Data to process Start Marker
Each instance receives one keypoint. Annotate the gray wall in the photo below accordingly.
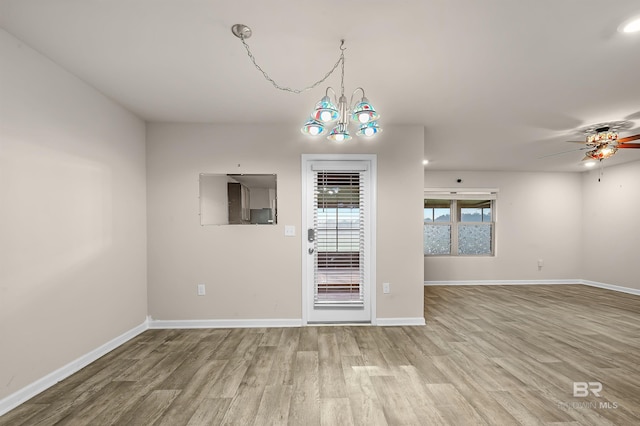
(538, 216)
(72, 218)
(254, 272)
(611, 225)
(582, 228)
Data to process End Marker
◆ **The problem**:
Every line above is to be repeated exactly, but no picture is to appear in the copy.

◆ **Written answer**:
Each instance receives one keypoint. Annotate the gray wall in the photo below accordingly.
(538, 216)
(72, 218)
(254, 272)
(611, 225)
(582, 228)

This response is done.